- [Aim of the task] Copy every line of the listing below word for word, leaving out the picture.

──────── Records supplied ────────

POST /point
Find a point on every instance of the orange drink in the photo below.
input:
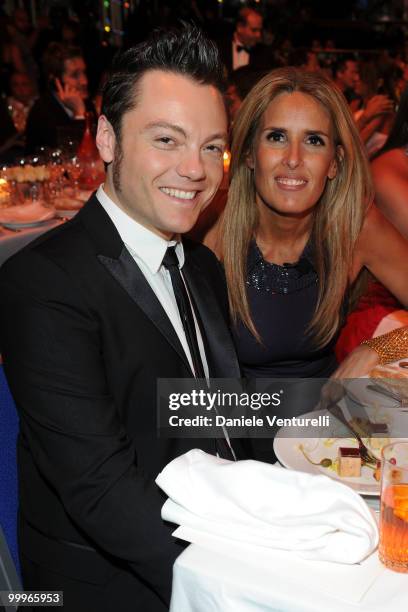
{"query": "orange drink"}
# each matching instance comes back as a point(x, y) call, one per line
point(393, 547)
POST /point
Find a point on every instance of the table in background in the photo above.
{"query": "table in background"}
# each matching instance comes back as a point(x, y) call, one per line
point(207, 581)
point(11, 241)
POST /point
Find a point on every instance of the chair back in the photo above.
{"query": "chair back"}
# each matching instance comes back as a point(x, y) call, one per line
point(8, 468)
point(9, 580)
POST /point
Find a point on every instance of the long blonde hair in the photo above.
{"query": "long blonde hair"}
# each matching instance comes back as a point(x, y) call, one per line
point(338, 217)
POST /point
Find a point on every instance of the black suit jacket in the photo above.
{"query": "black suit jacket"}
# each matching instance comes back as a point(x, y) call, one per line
point(84, 339)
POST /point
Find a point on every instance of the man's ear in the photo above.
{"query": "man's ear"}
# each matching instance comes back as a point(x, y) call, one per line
point(334, 166)
point(105, 140)
point(250, 162)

────────

- [Reply to the exercise]
POST /point
Find a point on every instance of the orange drink in the photo below.
input:
{"query": "orange drink"}
# each matching instance comes back as a point(x, y) call, one per line
point(393, 547)
POST /point
Find a point on every instance of the table in background in the photo above.
{"query": "table in background"}
# each matching instance comes back as a point(x, y) call, one per line
point(207, 581)
point(11, 241)
POST /point
Find a point on every instance of the chair back in the photo above.
{"query": "chair back"}
# each matching instance comes back as a point(x, y) call, one per line
point(8, 468)
point(9, 580)
POST /point
Find a point on every instance of the long blonde hair in the photo above.
{"query": "long blonde hair"}
# each matching instance comes back as a point(x, y) call, one per line
point(338, 217)
POST /point
Find a point on every instance of the black suit jacket in the photo above.
{"query": "black suit jacket"}
# each matching instance comes back as a point(x, y) call, one per line
point(84, 339)
POST /point
Find a point on every instance of the man's ear in the photo above.
{"query": "man's ear"}
# each matching instance comes back as a point(x, y) call, one per line
point(334, 166)
point(105, 140)
point(250, 162)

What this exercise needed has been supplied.